Повторите целиком текст об актерском искусстве, не изменяя в нем ни слова.

■ ИСТОЧНИК ■
========================

Как о набирающей силу, практически господствующей тенденции в современном актерском искусстве искусствовед Ю.Барбой пишет: «Сегодня в работу берется не “душа”, а “нервы”, что называется, в чистом виде. Режиссер из актера и актер из себя вытаскивают голые эмоции, непосредственные психические реакции и ими хлещут по нервам зрителей… Актер ради нас рискует своим психическим здоровьем. Непоправим износ актера… Актер перестает быть тем, кто играет роль, то есть художником сцены».
Но Станиславский, требующий от актера «истины страстей» говорил о другом: о специфическом сценическом чувстве, укрепленном волей и связанным с интеллектом актера. Экстатические актерские аффекты, шабаш актерского нутра как раз не нуждаются ни в воле, ни в интеллекте, ни — в результате — в осмысленном слове.

========================

■ ЗАПИСИ ■
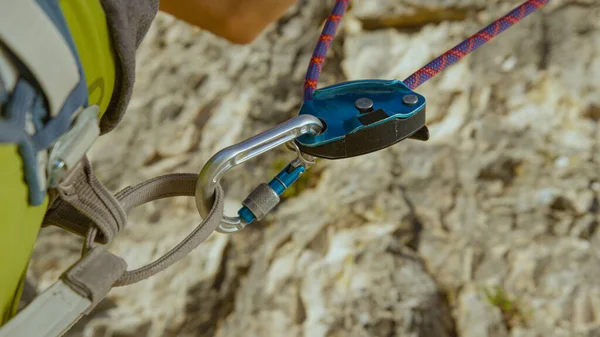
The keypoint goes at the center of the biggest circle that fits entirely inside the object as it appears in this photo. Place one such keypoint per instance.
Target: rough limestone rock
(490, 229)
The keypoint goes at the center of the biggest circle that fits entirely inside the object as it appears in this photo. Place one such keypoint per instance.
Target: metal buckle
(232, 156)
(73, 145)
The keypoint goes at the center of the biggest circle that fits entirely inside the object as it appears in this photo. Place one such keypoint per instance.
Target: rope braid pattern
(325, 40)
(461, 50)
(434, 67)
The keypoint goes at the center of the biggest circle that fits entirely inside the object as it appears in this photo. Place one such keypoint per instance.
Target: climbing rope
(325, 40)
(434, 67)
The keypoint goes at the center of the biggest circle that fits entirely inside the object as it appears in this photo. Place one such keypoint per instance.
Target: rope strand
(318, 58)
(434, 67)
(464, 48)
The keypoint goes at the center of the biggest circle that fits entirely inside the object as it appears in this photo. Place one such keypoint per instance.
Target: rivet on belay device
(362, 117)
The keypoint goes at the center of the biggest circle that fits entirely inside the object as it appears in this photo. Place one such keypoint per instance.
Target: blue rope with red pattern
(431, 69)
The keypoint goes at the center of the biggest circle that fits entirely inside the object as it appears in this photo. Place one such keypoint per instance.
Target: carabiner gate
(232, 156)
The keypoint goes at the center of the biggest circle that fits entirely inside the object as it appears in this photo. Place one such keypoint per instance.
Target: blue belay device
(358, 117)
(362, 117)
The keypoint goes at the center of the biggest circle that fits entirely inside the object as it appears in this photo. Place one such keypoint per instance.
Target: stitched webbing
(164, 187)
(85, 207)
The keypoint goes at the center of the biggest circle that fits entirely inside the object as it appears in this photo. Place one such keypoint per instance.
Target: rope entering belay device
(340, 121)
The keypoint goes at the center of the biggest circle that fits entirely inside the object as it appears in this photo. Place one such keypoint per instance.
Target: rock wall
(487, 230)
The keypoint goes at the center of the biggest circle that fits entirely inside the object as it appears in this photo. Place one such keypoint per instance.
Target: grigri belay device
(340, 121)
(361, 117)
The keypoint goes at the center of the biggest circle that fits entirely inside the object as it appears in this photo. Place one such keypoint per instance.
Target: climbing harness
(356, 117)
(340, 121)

========================

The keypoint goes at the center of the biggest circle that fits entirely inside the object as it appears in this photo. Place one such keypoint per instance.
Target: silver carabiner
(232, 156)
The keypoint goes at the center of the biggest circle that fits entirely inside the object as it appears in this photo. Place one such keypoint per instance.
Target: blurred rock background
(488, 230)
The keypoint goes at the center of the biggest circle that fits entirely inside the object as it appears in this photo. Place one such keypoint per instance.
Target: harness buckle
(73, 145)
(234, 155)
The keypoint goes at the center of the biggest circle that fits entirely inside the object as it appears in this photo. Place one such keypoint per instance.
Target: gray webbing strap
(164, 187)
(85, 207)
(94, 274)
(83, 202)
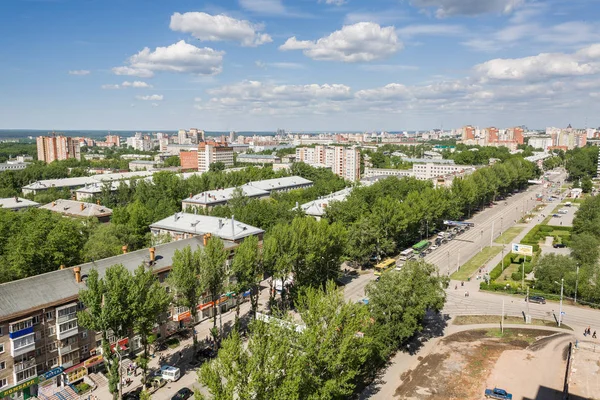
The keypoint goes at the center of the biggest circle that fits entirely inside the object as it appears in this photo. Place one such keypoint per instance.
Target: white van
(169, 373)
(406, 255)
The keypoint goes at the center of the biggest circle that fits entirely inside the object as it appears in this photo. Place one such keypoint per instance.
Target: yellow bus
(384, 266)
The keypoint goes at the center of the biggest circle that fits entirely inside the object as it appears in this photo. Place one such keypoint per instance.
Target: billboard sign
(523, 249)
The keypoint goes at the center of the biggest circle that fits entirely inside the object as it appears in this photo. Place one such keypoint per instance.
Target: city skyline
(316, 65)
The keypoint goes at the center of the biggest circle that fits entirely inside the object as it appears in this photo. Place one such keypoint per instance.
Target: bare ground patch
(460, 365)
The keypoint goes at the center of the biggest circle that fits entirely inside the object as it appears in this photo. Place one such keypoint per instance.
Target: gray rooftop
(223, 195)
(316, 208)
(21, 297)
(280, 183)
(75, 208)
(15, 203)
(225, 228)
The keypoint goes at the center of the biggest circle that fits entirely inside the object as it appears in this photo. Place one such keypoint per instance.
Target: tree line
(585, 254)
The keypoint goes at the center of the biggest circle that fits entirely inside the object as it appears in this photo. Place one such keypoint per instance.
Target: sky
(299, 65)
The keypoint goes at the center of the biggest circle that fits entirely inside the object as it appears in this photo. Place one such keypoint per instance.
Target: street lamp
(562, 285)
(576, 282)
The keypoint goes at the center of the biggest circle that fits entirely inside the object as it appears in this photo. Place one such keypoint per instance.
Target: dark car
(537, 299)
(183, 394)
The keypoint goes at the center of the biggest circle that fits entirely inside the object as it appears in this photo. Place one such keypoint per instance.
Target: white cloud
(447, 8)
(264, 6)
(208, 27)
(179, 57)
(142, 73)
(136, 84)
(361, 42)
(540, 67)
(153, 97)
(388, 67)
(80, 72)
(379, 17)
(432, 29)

========================

■ ОТВЕТ НА ЗАДАНИЕ ■
Как о набирающей силу, практически господствующей тенденции в современном актерском искусстве искусствовед Ю.Барбой пишет: «Сегодня в работу берется не “душа”, а “нервы”, что называется, в чистом виде. Режиссер из актера и актер из себя вытаскивают голые эмоции, непосредственные психические реакции и ими хлещут по нервам зрителей… Актер ради нас рискует своим психическим здоровьем. Непоправим износ актера… Актер перестает быть тем, кто играет роль, то есть художником сцены».
Но Станиславский, требующий от актера «истины страстей» говорил о другом: о специфическом сценическом чувстве, укрепленном волей и связанным с интеллектом актера. Экстатические актерские аффекты, шабаш актерского нутра как раз не нуждаются ни в воле, ни в интеллекте, ни — в результате — в осмысленном слове.